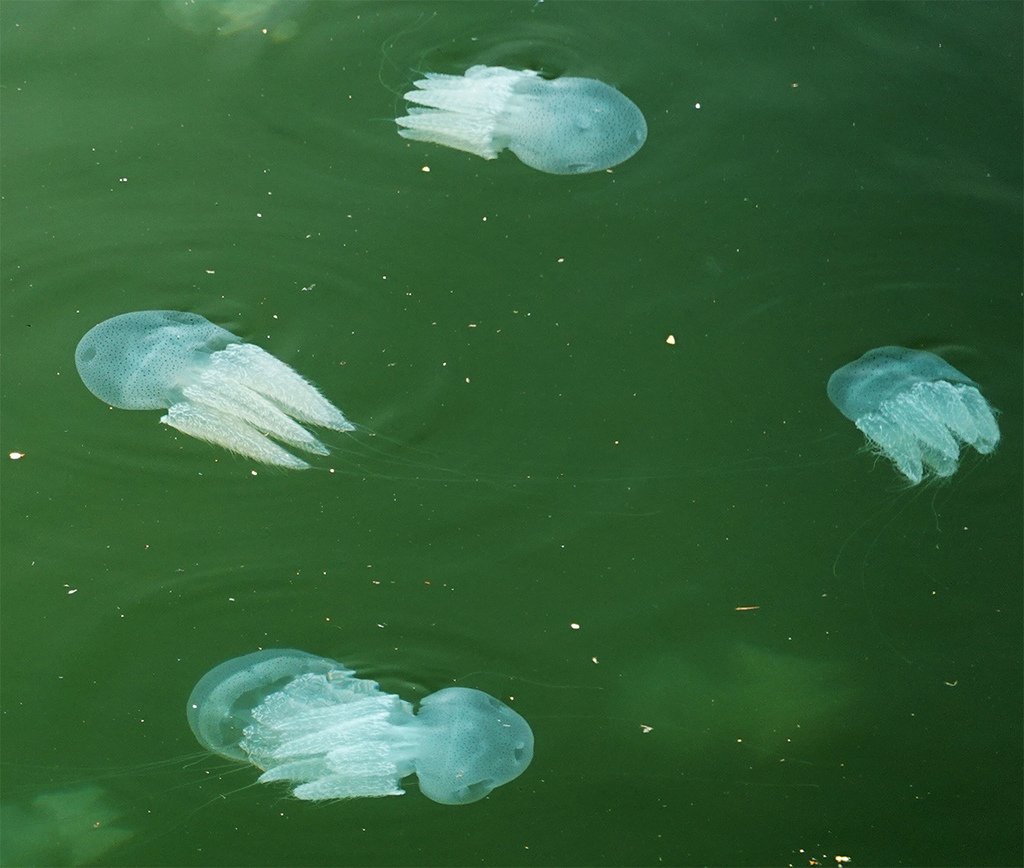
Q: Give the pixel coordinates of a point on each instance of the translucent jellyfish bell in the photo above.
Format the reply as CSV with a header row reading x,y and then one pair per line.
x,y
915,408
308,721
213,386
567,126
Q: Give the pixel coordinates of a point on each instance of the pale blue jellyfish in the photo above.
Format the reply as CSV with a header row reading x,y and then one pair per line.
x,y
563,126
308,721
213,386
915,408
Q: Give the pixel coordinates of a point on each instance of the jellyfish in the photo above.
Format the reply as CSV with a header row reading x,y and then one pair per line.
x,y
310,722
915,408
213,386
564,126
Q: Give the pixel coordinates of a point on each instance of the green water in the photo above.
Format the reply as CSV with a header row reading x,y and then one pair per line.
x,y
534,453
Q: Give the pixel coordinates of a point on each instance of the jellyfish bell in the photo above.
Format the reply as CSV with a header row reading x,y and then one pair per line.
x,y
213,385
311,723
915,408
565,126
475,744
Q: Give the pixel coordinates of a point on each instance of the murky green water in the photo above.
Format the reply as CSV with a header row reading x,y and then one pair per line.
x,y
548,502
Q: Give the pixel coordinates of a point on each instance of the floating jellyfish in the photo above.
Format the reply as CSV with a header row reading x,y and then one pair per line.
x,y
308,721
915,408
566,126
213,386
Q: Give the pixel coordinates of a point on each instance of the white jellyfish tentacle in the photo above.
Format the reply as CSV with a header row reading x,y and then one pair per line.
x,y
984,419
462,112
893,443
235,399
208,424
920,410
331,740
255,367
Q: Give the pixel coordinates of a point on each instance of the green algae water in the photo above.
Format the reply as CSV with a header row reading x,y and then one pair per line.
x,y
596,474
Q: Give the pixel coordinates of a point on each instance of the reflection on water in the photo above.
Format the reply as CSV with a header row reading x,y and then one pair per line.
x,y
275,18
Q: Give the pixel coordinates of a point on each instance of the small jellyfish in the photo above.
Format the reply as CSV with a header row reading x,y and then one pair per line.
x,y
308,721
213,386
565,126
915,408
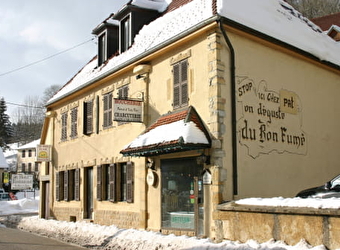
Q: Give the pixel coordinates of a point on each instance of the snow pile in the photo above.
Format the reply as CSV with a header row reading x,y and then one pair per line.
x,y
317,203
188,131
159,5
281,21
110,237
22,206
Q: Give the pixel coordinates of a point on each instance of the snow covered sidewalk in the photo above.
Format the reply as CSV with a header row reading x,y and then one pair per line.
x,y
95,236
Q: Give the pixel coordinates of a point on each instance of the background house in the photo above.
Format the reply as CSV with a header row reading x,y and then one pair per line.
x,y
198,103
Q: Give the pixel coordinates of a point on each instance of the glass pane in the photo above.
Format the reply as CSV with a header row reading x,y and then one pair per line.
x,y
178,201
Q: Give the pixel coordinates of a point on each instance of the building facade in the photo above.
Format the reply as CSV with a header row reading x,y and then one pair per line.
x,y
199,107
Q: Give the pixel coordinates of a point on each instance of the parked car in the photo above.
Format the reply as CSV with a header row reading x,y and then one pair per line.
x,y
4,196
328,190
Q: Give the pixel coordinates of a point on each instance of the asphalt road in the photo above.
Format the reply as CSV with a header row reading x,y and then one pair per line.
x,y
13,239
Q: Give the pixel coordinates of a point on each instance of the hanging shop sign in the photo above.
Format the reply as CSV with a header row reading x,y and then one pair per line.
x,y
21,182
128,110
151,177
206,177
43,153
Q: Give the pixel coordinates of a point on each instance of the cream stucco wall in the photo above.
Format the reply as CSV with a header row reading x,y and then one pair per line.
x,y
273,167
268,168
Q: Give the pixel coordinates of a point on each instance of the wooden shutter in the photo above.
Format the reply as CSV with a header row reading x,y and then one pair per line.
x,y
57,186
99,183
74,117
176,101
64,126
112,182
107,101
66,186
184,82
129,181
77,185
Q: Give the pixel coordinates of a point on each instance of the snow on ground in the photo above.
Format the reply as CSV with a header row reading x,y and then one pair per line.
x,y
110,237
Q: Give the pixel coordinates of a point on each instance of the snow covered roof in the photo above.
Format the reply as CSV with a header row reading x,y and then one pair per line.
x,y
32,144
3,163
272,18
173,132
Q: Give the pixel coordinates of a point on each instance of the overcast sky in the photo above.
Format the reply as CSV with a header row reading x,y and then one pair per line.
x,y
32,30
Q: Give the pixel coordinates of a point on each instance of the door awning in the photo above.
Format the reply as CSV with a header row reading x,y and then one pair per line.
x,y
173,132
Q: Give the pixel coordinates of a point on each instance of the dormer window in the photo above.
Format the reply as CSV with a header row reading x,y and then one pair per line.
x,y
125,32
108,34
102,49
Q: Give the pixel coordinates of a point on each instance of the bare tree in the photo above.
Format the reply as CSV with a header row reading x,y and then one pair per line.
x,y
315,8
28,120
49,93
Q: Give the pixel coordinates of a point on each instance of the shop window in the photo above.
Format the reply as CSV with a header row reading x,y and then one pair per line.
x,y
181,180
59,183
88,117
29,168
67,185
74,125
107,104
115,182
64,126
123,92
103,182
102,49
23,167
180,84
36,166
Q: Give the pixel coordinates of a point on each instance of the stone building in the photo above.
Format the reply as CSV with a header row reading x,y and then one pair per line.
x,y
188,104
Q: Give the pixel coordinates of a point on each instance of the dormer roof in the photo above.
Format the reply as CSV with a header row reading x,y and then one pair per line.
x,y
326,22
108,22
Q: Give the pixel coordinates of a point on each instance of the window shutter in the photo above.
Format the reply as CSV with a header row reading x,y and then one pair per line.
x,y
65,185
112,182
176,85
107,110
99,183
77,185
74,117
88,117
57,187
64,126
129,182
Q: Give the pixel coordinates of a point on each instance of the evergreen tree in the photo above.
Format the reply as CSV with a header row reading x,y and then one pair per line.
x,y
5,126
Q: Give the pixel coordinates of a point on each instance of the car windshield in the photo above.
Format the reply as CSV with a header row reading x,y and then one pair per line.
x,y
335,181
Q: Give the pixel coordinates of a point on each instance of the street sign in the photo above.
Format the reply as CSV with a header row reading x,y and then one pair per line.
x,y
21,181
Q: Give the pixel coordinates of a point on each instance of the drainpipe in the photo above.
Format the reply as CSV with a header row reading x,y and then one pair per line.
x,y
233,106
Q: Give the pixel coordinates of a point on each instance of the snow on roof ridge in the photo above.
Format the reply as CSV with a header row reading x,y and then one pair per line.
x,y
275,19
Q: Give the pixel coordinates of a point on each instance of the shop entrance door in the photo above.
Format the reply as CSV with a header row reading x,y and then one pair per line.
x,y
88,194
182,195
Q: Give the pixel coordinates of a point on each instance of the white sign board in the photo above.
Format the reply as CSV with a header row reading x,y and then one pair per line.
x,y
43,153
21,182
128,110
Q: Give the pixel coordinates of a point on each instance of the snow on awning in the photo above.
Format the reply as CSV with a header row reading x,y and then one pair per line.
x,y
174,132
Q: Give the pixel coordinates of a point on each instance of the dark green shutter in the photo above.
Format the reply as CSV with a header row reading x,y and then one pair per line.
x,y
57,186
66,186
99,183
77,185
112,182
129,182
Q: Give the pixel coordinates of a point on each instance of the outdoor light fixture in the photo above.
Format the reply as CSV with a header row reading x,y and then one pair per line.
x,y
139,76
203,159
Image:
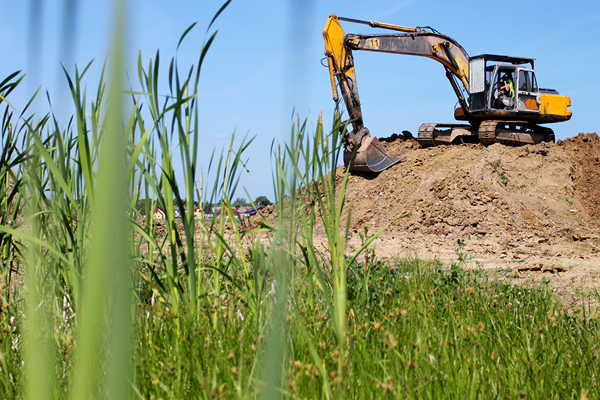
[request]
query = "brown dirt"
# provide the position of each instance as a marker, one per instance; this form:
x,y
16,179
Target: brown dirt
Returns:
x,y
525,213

--

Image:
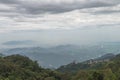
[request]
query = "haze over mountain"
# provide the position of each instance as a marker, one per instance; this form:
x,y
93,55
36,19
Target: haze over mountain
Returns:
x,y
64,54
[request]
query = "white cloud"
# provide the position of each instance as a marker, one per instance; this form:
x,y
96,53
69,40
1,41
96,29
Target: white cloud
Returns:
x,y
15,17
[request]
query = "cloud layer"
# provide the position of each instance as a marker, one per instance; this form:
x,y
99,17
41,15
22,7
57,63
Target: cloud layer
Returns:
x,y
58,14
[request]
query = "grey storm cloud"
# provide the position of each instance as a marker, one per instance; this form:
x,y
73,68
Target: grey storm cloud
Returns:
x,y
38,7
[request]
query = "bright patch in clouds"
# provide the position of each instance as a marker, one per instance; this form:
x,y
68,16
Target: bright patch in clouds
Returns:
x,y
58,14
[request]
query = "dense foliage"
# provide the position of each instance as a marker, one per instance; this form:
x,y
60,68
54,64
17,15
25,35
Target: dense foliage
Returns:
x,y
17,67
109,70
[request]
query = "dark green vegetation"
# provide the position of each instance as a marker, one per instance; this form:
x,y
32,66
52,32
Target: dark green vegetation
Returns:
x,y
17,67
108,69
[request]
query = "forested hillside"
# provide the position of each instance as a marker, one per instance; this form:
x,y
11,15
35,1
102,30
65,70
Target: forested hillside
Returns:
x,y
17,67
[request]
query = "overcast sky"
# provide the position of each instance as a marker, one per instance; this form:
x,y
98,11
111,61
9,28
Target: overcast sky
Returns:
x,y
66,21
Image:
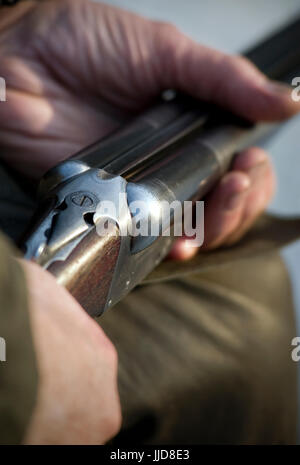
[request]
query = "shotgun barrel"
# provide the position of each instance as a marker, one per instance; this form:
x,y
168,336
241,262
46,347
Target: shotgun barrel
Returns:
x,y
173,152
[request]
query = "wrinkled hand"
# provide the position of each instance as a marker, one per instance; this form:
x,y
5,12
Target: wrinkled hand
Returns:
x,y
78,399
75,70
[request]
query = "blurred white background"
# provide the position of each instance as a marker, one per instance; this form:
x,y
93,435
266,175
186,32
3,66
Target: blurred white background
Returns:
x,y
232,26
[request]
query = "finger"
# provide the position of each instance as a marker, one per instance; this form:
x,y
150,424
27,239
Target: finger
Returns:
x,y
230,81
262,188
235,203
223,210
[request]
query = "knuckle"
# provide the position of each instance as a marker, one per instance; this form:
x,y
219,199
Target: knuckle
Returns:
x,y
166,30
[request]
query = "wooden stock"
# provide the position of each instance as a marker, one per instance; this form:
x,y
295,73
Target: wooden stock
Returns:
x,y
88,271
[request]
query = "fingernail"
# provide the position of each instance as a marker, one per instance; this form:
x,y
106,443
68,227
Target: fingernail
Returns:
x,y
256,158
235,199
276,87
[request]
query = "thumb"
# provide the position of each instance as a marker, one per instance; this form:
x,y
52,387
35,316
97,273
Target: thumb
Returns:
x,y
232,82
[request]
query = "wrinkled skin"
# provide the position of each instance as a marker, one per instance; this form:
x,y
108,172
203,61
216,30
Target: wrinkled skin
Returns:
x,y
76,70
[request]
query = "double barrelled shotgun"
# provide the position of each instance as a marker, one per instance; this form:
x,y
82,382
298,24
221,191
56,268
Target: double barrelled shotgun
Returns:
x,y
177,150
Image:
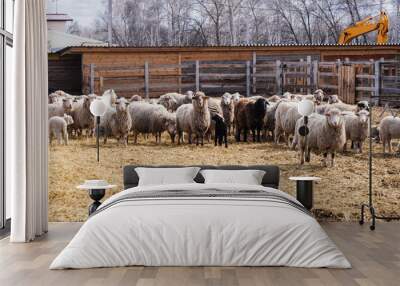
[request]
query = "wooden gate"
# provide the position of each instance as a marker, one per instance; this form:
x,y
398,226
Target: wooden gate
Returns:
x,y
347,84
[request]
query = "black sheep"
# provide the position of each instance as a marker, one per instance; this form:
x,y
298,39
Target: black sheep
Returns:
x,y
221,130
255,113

---

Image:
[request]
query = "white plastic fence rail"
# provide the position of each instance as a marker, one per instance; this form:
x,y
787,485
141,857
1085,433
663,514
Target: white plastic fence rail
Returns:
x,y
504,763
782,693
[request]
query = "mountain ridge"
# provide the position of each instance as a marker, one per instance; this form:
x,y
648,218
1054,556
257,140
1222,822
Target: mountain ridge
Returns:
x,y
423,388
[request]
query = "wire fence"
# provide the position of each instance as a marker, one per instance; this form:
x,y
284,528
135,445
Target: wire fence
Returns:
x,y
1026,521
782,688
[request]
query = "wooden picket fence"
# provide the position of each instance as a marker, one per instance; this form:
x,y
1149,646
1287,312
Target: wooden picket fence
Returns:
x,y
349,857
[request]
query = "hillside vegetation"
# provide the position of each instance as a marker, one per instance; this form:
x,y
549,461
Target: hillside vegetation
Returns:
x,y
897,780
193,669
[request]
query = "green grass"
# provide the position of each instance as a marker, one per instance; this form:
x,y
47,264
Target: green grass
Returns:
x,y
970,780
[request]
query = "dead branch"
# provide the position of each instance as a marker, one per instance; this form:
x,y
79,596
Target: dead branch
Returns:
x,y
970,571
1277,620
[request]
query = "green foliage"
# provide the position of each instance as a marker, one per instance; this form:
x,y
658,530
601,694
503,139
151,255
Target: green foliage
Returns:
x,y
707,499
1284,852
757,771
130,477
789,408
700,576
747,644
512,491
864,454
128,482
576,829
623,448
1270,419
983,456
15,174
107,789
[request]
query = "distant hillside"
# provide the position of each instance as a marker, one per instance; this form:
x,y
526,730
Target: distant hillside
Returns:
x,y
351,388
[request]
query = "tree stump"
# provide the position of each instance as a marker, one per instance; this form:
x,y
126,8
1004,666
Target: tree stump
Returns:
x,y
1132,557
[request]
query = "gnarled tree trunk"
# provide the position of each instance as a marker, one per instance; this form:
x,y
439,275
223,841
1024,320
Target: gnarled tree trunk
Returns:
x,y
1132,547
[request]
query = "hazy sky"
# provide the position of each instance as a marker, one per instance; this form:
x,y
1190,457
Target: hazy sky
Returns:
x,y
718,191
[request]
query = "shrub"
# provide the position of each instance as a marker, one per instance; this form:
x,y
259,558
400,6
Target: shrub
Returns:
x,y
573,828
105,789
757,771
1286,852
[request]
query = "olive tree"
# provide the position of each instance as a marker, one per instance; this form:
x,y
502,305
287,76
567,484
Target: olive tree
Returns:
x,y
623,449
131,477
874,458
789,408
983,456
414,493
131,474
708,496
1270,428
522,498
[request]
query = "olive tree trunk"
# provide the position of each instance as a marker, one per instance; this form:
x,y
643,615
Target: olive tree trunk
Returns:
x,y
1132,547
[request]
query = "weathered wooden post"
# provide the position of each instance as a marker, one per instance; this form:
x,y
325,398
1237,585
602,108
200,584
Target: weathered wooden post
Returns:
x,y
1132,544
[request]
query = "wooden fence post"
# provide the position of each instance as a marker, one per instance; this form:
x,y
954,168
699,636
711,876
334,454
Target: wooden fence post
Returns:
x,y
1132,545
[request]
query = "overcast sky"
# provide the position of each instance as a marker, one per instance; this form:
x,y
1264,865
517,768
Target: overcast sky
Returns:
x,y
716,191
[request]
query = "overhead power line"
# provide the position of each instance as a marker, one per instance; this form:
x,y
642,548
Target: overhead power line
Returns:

* **TRY IT**: Copy every line of the data that holds the string "bell".

* **RESULT OF THIS TASK**:
Q: Give the pixel coordinates of a point on each instance of the translucent jellyfish bell in the photo above.
Q: Give the pixel coordinates of a point on each instance of the jellyfish bell in the photo above.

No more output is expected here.